─── DATASET ENTRIES

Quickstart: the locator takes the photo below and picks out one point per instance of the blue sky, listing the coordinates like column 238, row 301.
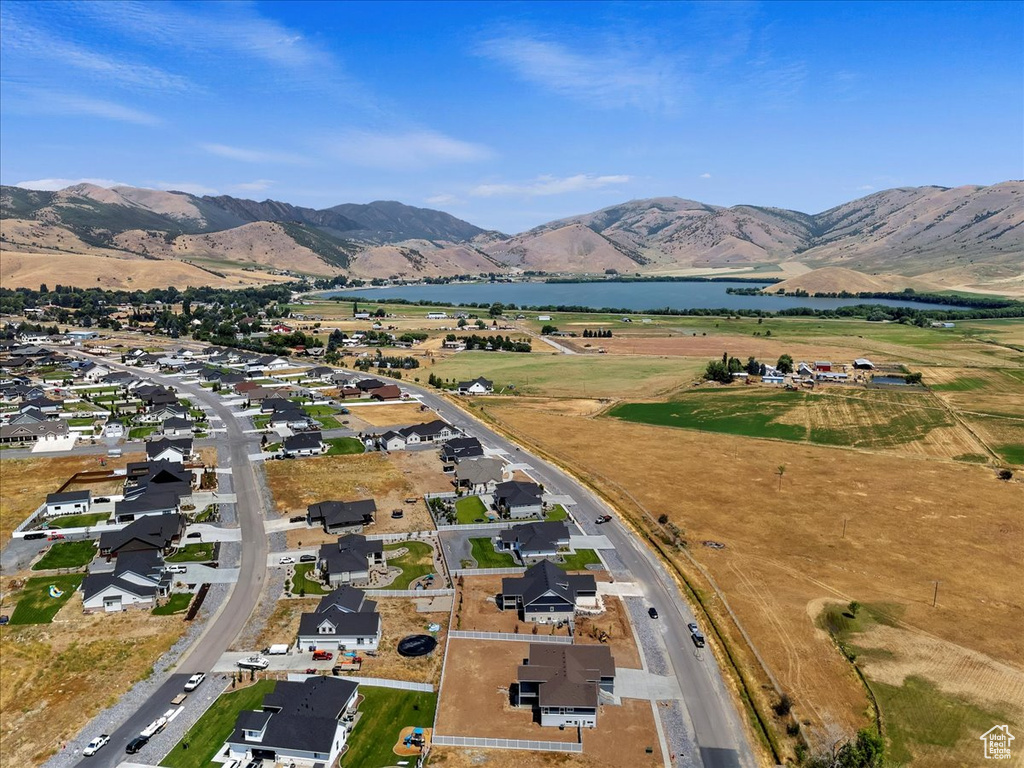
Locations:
column 510, row 115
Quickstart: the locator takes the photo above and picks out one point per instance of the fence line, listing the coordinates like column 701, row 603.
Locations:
column 510, row 637
column 410, row 593
column 505, row 743
column 487, row 571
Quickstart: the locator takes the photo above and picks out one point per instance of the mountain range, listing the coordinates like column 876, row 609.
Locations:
column 967, row 237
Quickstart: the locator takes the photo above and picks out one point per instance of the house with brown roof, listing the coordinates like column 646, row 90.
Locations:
column 562, row 683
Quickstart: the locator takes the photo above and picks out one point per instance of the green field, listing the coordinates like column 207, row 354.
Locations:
column 206, row 737
column 36, row 605
column 77, row 521
column 301, row 584
column 855, row 418
column 385, row 713
column 67, row 555
column 193, row 553
column 176, row 603
column 415, row 563
column 485, row 556
column 470, row 509
column 344, row 445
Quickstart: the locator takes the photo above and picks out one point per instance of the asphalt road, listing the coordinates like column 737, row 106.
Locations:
column 233, row 448
column 718, row 730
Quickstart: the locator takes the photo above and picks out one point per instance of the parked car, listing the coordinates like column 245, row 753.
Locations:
column 95, row 744
column 136, row 743
column 195, row 681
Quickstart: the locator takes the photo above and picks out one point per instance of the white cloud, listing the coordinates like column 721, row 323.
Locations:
column 253, row 156
column 404, row 151
column 186, row 186
column 617, row 75
column 260, row 184
column 50, row 184
column 545, row 185
column 441, row 200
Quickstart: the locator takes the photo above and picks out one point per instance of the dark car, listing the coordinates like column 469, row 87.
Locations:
column 136, row 743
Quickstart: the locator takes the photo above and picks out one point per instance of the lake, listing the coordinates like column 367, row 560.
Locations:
column 634, row 296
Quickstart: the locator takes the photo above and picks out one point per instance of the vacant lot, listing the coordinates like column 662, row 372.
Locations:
column 385, row 713
column 208, row 735
column 908, row 521
column 27, row 481
column 852, row 418
column 53, row 682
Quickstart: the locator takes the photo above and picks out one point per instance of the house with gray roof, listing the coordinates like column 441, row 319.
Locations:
column 349, row 559
column 546, row 593
column 299, row 723
column 343, row 621
column 562, row 683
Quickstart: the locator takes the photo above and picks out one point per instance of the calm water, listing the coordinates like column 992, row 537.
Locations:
column 635, row 296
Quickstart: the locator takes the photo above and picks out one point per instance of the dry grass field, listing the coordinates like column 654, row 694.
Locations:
column 54, row 678
column 27, row 482
column 909, row 520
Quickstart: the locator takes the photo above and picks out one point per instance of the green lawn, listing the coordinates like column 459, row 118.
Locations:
column 77, row 521
column 300, row 582
column 176, row 603
column 483, row 553
column 194, row 553
column 415, row 563
column 67, row 555
column 556, row 513
column 36, row 605
column 208, row 735
column 470, row 509
column 344, row 445
column 580, row 559
column 385, row 713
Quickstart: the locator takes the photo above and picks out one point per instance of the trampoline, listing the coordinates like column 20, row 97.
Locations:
column 416, row 645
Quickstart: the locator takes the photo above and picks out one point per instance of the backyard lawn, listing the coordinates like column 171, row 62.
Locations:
column 385, row 713
column 175, row 604
column 470, row 509
column 77, row 521
column 67, row 555
column 194, row 553
column 415, row 563
column 483, row 553
column 344, row 445
column 208, row 735
column 36, row 605
column 300, row 582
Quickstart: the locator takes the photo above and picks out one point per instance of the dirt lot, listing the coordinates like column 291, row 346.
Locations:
column 27, row 482
column 909, row 520
column 475, row 696
column 614, row 622
column 386, row 479
column 54, row 678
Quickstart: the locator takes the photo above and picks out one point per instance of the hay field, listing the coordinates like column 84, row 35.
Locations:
column 54, row 678
column 28, row 481
column 908, row 520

──────

- [WRITTEN EXERCISE] Give back, word for word, the stretch of lines above from the very first line through the line containing "column 510, row 115". Leave any pictures out of your reply.

- [EXERCISE OUTPUT]
Quickstart: the locator takes the photo below and picks out one point per instance of the blue sky, listing the coordinates like column 238, row 301.
Locations:
column 510, row 115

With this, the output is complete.